* Texto
------------------------

Parece claro que la preferencia por los sábados tiene que
ver con el hecho de que es el primer día del fin de semana.
En cuanto al viernes, aunque todavía es un día laboral,
nos gusta porque posiblemente acabemos antes la jornada laboral y sobre todo
porque sabemos que la llegada del fin de semana es inminente. Y eso nos hace
felices.
Incluso el jueves se contagia un poco del aroma del
ansiado fin de semana, y como antesala del mismo es un día que nos inclinamos a
valorar positivamente, siendo cada vez más extendida la denominación de
“juernes”.
En cambio, los domingos y los lunes son considerados de
forma mayoritaria como los peores días de la semana.
El domingo es todavía un día festivo, y sin embargo no nos
gusta, porque sabemos que el lunes está a punto de llegar. Y eso nos hace
sentir desgraciados por anticipado.
Nuestras fobias y filias por los días de la semana son una perfecta explicación de la forma como funciona nuestra mente.
Nos indican claramente que nuestros estados anímicos no
dependen tanto de las cosas que nos pasan actualmente, como de aquellas que
esperamos que nos sucedan en el futuro inmediato.

------------------------

* Objetivo planteado a
Según el texto sobre los días de la semana, ¿por qué no nos gusta el domingo aunque todavía sea festivo?
El texto y los registros no guardan relación entre sí.

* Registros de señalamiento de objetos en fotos
------------------------

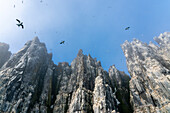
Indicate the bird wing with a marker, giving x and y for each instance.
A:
(22, 26)
(18, 25)
(127, 28)
(18, 20)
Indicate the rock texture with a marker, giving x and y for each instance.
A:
(31, 83)
(4, 53)
(149, 66)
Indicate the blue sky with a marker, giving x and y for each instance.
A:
(96, 26)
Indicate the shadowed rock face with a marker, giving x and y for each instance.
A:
(4, 53)
(149, 66)
(30, 82)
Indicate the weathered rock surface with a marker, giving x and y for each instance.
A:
(4, 53)
(149, 66)
(31, 83)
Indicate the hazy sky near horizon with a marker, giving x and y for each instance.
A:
(95, 26)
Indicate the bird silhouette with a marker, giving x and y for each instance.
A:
(20, 23)
(62, 42)
(127, 28)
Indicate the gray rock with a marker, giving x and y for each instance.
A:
(149, 66)
(4, 53)
(31, 83)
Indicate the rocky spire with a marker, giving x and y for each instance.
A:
(149, 66)
(4, 53)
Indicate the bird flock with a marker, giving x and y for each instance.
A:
(20, 24)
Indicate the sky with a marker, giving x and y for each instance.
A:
(95, 26)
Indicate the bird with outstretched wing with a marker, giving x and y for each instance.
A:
(20, 23)
(62, 42)
(127, 28)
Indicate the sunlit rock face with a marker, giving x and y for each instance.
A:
(4, 53)
(149, 66)
(31, 83)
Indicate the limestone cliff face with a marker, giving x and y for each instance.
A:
(4, 53)
(30, 82)
(149, 66)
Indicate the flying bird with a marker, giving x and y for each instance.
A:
(127, 28)
(62, 42)
(20, 23)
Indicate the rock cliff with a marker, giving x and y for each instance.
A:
(31, 83)
(4, 53)
(149, 66)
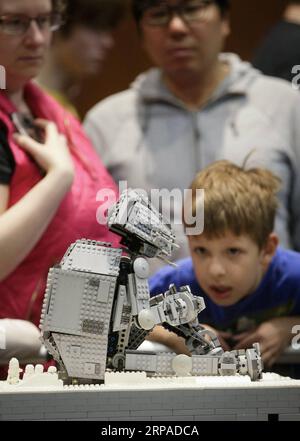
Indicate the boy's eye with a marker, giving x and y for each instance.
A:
(200, 251)
(233, 251)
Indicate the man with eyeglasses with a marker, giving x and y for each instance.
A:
(49, 176)
(197, 106)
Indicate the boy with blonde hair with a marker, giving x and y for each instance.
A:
(250, 286)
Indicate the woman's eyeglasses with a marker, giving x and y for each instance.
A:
(18, 25)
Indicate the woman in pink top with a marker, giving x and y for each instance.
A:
(48, 185)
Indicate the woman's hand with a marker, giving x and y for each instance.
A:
(51, 156)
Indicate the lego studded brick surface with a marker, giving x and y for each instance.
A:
(133, 397)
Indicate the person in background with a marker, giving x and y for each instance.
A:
(196, 106)
(251, 288)
(48, 181)
(80, 47)
(279, 52)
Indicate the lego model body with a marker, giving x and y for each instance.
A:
(97, 308)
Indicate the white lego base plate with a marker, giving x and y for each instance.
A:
(132, 396)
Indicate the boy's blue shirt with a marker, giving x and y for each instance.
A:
(278, 294)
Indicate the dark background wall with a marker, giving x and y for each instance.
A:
(250, 20)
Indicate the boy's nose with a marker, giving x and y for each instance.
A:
(216, 268)
(34, 34)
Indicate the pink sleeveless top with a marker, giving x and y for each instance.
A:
(21, 293)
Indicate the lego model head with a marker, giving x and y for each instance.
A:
(142, 228)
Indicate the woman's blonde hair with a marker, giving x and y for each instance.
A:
(237, 200)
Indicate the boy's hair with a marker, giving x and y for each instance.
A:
(138, 7)
(237, 200)
(92, 14)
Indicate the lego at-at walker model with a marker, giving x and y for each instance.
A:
(97, 309)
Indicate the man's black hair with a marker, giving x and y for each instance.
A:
(92, 14)
(140, 6)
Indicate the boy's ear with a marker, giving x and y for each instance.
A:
(269, 249)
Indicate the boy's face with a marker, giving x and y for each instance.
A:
(231, 267)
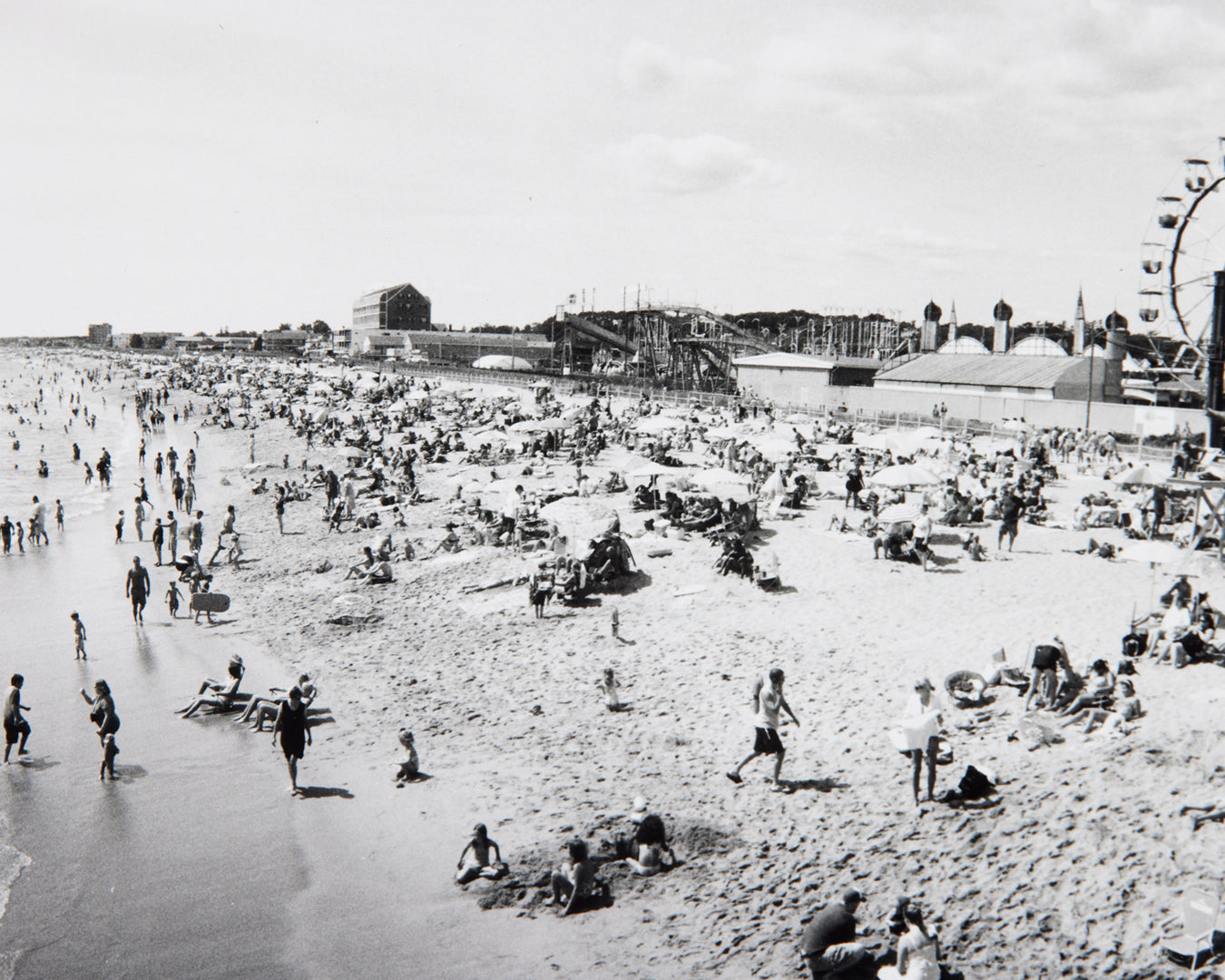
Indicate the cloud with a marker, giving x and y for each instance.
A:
(1077, 63)
(651, 69)
(688, 164)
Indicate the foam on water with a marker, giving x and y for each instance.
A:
(13, 863)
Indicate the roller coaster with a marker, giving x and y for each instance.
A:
(692, 348)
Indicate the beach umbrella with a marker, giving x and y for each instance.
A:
(723, 484)
(580, 520)
(657, 424)
(651, 468)
(897, 512)
(1140, 475)
(539, 426)
(906, 475)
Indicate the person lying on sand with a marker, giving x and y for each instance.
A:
(1096, 692)
(380, 574)
(267, 707)
(220, 695)
(485, 861)
(574, 879)
(1115, 718)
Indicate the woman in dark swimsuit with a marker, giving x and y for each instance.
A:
(294, 734)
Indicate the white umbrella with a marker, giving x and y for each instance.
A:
(897, 512)
(580, 520)
(906, 475)
(501, 363)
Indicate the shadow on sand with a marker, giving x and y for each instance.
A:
(318, 793)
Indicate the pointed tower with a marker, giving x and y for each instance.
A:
(931, 314)
(1002, 314)
(1078, 325)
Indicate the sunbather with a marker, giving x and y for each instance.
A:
(222, 696)
(267, 707)
(485, 861)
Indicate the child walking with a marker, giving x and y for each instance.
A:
(79, 630)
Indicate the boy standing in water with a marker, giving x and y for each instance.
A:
(79, 629)
(15, 727)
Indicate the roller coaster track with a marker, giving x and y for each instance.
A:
(744, 337)
(599, 333)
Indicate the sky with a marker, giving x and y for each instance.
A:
(198, 165)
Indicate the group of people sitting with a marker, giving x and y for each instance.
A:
(643, 849)
(1099, 697)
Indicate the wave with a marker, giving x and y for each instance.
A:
(13, 863)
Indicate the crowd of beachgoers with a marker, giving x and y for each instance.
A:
(699, 565)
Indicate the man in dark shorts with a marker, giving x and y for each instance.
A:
(828, 945)
(1043, 681)
(15, 727)
(1010, 516)
(137, 590)
(767, 701)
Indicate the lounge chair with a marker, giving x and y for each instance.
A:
(1200, 909)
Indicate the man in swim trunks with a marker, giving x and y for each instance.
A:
(15, 727)
(767, 701)
(139, 590)
(1010, 516)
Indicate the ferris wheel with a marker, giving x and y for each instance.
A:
(1183, 249)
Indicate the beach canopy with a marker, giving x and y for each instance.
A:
(897, 512)
(904, 475)
(1154, 553)
(580, 520)
(501, 363)
(1140, 475)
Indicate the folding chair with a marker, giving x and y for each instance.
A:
(1200, 909)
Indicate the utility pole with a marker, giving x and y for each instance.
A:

------------------------

* Objetivo planteado b
En los registros, sustituye "Indicate" por "Point to" y copia de nuevo solo las líneas que van desde la que contiene "Indicate the man in dark" hasta la que contiene "(1183, 249)", ambas incluidas, sin cambiar nada más.

* Solución a
Porque sabemos que el lunes está a punto de llegar.

* Solución b
Point to the man in dark shorts with a marker, giving x and y for each instance.
A:
(828, 945)
(1043, 681)
(15, 727)
(1010, 516)
(137, 590)
(767, 701)
Point to the lounge chair with a marker, giving x and y for each instance.
A:
(1200, 909)
Point to the man in swim trunks with a marker, giving x and y for each instance.
A:
(15, 727)
(767, 701)
(139, 590)
(1010, 516)
Point to the ferris wheel with a marker, giving x and y for each instance.
A:
(1183, 249)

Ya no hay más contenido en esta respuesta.